EXERCISE TEXT:
Designing Self-recognising Molecules using Halogen Bonding

Recent work from long-running collaboration between the research groups of Prof. Lee Brammer and Prof. Robin Perutz (University of York) reports the design of self-complementary molecules able to form halogen bonds to themselves by providing an outward-facing halogen-bond donor group and a complementary halogen-bond acceptor group (see box for a brief introduction to halogen bonds). The study was published in Chemical Science, the flagship journal of the Royal Society of Chemistry.

A series of nickel coordination complexes were designed to enable a systematic study of the geometry of halogen bonds in inorganic compounds, formed between a halogen-bond donor C–I group and a halogen-bond acceptor Ni–X group (where halogen X = F, Cl, Br or I). The self-complementary nature of these molecules promoted their formation as crystalline materials in which the molecules are organised as linear assembles due to formation of intermolecular C–I···X–Ni halogen bonds.

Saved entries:
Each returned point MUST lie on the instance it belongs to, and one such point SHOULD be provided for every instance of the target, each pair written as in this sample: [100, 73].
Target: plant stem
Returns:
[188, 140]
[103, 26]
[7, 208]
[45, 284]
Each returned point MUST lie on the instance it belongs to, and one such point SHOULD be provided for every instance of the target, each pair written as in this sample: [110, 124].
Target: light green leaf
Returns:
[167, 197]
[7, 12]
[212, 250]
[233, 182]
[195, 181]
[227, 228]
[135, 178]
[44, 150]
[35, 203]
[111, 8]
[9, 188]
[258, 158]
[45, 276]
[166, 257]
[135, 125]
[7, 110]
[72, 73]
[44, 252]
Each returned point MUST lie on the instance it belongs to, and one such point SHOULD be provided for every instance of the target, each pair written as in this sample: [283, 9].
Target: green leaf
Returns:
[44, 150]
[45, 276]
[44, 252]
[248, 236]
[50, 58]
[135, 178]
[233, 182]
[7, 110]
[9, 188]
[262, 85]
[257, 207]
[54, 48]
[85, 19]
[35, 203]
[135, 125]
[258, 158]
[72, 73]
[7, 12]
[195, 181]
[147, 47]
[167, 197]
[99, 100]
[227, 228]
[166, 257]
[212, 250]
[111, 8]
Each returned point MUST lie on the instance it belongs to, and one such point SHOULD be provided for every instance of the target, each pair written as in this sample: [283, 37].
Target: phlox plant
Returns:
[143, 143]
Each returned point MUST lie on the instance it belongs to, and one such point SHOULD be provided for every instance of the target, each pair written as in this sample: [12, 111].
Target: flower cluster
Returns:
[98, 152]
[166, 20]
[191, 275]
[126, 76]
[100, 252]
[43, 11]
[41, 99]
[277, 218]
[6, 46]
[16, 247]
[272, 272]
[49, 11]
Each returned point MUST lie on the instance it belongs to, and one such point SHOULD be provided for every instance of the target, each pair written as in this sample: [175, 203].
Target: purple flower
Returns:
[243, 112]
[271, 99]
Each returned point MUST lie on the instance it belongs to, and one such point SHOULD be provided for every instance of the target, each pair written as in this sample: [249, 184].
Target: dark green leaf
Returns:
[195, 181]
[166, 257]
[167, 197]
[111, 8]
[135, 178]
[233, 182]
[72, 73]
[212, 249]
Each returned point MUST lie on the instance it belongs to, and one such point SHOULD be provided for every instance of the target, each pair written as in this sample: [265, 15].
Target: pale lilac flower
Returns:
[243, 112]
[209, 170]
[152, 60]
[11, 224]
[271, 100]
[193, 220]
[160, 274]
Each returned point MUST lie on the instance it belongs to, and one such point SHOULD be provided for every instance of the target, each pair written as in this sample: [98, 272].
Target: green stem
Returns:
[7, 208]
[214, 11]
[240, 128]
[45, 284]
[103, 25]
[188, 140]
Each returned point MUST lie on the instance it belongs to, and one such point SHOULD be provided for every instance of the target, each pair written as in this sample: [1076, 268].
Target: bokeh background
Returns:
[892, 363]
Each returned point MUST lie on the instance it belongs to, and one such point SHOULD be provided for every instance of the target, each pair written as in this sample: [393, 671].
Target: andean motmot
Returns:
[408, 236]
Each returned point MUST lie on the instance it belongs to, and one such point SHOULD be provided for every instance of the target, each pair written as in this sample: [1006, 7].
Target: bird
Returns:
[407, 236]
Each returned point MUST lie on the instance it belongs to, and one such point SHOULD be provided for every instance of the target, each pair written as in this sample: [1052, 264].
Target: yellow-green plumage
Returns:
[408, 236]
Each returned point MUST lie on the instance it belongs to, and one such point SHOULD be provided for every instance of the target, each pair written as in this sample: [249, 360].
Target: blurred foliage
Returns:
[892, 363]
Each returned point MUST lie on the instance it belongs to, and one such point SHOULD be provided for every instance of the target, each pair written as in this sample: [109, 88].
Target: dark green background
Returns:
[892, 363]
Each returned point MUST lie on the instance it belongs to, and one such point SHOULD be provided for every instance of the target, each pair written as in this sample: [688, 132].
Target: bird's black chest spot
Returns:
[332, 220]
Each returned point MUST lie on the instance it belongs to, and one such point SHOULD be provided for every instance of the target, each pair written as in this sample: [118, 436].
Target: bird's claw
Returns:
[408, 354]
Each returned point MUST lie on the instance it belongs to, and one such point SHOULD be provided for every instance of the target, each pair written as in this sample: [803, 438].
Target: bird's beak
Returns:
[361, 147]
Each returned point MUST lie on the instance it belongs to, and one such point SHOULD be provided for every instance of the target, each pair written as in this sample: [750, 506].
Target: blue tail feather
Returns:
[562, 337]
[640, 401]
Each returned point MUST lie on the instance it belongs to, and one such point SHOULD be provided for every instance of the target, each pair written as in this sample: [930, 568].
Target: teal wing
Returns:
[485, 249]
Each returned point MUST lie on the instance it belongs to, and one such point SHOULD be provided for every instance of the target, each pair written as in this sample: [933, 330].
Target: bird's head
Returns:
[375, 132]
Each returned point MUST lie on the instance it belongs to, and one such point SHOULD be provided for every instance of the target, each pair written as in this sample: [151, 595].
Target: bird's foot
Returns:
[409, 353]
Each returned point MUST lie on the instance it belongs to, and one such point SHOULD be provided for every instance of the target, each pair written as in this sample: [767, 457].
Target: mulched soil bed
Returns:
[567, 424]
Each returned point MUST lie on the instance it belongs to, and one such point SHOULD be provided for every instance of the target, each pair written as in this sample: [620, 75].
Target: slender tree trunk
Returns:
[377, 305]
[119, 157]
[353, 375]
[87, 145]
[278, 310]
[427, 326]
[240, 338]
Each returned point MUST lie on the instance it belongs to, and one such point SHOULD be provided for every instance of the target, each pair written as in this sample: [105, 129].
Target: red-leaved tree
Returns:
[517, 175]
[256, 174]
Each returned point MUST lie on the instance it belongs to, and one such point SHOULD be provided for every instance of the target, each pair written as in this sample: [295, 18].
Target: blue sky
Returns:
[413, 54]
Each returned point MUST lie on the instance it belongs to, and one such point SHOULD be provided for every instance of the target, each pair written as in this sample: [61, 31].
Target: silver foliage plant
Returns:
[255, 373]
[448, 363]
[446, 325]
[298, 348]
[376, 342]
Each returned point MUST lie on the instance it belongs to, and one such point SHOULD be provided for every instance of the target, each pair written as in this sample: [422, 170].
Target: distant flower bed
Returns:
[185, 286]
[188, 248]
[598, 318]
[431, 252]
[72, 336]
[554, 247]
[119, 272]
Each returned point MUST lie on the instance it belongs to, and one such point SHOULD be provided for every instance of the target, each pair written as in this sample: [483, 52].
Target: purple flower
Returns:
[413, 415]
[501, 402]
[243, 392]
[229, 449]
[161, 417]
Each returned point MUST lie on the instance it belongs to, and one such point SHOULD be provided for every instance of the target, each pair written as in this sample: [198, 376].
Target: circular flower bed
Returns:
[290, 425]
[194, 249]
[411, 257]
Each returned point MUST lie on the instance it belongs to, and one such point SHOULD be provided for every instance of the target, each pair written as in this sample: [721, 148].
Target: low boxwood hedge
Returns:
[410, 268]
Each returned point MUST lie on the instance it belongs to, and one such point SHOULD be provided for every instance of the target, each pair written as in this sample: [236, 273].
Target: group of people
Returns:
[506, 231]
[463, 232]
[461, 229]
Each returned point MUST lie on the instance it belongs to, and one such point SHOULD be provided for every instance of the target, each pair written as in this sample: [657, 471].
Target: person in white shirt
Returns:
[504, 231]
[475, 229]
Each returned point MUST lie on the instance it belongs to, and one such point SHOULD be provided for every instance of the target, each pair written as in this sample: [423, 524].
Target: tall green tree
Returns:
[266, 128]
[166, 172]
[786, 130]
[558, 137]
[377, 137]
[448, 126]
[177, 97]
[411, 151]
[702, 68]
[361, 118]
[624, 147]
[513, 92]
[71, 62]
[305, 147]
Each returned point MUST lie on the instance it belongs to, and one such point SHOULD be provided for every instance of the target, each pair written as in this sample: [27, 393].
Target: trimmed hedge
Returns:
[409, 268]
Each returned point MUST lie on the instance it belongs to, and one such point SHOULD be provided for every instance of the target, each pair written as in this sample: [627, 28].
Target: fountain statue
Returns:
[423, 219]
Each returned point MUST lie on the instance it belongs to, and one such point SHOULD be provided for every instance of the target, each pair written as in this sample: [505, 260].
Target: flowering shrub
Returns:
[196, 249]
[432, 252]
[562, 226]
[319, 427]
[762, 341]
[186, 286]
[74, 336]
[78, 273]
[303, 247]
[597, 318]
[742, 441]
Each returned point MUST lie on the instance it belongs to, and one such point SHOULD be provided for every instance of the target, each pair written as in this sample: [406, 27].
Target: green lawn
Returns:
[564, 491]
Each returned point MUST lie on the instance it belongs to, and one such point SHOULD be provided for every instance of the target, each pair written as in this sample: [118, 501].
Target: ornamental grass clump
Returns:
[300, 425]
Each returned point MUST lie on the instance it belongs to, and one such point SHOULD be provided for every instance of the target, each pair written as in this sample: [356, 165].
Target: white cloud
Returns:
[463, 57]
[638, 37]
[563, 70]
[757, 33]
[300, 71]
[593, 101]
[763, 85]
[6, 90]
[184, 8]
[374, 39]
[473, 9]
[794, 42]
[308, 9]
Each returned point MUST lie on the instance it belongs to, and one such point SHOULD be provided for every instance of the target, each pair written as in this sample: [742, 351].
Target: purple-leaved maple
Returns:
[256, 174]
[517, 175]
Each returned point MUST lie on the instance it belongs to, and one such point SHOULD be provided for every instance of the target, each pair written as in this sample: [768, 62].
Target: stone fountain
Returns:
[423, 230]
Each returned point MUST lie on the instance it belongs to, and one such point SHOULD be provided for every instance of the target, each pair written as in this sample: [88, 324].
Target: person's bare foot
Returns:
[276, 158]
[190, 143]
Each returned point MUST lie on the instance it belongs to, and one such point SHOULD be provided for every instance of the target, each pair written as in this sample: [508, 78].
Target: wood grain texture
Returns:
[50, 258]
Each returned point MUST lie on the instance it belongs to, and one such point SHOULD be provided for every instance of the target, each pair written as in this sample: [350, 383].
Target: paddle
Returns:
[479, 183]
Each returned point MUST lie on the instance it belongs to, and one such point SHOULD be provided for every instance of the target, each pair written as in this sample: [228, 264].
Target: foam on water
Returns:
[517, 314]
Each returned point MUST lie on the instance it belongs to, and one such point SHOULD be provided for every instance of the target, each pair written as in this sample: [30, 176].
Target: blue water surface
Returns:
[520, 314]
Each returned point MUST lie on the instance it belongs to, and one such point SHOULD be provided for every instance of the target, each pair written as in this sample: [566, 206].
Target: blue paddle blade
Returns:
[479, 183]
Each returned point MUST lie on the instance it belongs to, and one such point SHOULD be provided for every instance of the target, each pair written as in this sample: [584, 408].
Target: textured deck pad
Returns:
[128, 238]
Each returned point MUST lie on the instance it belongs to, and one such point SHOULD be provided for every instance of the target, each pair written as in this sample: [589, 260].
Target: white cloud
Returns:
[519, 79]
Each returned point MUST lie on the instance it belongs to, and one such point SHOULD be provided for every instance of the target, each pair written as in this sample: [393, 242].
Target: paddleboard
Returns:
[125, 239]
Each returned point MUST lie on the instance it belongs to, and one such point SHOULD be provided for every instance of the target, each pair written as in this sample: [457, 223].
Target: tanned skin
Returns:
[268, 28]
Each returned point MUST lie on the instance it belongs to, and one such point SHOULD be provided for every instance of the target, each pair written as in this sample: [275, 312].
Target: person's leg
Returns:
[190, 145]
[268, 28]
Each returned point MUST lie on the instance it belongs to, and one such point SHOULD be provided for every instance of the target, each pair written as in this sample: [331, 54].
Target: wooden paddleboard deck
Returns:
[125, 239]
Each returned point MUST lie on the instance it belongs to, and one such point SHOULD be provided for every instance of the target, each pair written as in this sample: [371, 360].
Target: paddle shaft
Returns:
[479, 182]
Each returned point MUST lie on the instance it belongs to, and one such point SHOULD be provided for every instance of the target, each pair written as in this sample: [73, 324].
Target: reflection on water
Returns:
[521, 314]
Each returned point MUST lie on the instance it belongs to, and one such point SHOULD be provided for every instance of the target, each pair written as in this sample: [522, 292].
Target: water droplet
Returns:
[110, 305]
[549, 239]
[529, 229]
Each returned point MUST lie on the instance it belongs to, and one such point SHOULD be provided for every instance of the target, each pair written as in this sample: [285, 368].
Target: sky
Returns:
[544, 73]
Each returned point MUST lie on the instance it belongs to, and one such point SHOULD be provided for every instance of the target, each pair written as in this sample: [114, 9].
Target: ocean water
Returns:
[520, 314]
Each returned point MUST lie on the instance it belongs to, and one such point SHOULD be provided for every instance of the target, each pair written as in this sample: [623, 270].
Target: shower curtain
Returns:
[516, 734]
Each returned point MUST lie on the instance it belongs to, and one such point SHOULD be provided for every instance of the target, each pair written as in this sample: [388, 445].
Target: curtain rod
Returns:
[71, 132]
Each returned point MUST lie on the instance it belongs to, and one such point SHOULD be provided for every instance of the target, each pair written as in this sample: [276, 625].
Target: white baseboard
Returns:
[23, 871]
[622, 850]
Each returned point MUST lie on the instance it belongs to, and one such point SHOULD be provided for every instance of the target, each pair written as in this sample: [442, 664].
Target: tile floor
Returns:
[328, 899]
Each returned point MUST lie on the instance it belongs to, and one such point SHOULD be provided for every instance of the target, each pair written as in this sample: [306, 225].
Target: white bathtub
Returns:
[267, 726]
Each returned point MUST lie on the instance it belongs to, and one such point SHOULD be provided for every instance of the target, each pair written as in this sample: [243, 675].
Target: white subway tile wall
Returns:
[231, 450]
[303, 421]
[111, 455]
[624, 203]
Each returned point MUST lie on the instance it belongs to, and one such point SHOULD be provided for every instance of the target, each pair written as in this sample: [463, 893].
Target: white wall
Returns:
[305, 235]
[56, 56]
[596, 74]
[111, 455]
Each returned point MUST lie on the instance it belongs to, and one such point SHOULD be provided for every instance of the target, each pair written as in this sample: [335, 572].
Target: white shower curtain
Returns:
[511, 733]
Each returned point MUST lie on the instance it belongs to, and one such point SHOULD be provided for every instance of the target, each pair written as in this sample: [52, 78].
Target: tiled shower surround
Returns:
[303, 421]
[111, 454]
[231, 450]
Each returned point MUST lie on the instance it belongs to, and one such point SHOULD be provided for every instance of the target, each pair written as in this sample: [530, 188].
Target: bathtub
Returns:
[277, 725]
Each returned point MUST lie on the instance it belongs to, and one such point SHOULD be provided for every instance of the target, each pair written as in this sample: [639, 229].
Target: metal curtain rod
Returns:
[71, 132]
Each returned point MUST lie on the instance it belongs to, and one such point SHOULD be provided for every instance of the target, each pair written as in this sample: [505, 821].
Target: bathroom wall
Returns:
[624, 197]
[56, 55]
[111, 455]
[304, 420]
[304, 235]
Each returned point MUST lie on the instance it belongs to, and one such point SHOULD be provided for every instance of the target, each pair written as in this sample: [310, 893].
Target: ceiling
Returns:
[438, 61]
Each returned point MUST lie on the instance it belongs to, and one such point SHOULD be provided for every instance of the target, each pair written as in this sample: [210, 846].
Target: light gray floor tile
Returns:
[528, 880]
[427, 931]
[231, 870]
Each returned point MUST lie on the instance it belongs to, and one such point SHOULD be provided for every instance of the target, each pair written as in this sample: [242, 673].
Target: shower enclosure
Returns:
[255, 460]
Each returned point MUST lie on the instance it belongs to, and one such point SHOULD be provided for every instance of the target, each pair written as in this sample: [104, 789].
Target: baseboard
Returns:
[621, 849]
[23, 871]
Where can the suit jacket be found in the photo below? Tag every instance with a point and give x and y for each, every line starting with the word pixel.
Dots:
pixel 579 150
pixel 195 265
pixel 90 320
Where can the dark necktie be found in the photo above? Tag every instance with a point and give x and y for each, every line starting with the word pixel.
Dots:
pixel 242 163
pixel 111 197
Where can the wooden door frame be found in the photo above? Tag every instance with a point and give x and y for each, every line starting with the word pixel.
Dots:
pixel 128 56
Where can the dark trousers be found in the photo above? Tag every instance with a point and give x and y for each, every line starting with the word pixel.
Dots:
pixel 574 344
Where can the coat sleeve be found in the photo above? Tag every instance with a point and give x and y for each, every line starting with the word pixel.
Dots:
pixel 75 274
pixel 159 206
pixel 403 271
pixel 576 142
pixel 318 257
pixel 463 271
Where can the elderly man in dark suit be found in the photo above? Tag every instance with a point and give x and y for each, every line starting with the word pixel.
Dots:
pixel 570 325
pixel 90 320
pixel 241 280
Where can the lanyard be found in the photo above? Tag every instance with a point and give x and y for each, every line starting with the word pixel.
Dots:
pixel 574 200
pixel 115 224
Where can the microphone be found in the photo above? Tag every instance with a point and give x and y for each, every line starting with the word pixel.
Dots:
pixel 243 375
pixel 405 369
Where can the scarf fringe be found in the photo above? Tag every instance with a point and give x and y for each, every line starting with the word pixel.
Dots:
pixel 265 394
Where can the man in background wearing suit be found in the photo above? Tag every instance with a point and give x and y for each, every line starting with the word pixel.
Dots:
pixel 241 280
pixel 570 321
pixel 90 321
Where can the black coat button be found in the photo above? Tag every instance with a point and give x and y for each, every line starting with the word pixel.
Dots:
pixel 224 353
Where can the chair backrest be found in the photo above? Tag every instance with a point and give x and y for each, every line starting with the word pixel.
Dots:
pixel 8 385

ACTIVITY: Write the next part of the article on halogen-bonded nickel complexes, continuing after its final sentence.

OUTPUT OF THE EXERCISE:
The geometries of the halogen bonds could then be studied by X-ray crystallography and, remarkably, the series of molecules that were prepared enabled the investigation of the effects on the halogen bonds of changing the metal halide, the ancillary ligands, the regiochemistry, and the effect of temperature and the influence of the crystalline environment. The study also enabled the use of solid-state 19F NMR spectroscopy as a probe for the effects of halogen bonding on fluoride ligands in C–I···F–Ni halogen bonds. This method provides a direct comparison between halogen bonds in the solid state, where metrical information can be obtained by crystallography and the solution phase, where 19F NMR spectroscopy can be used to determine energetics of the interactions.

A cartoon description of nickel coordination complexes organised through formation of halogen bonds

What is a halogen bond? A halogen bond is a directional intermolecular interaction between a covalently bound halogen, most often iodine, and an electron-rich site (e.g. a lone pair of electrons) in a neighbouring molecule. Thus, the halogen serves as a Lewis acid in forming such an interaction. Halogen bonds typically adopt a linear geometry. They have a number of similarities to hydrogen bonds, and can be similar strength. Halogen bonds have attracted much interest in recent years with a wide range of applications areas including supramolecular chemistry, soft matter and materials chemistry, catalysis, and medicinal chemistry involving proteins, DNA and pharmaceuticals.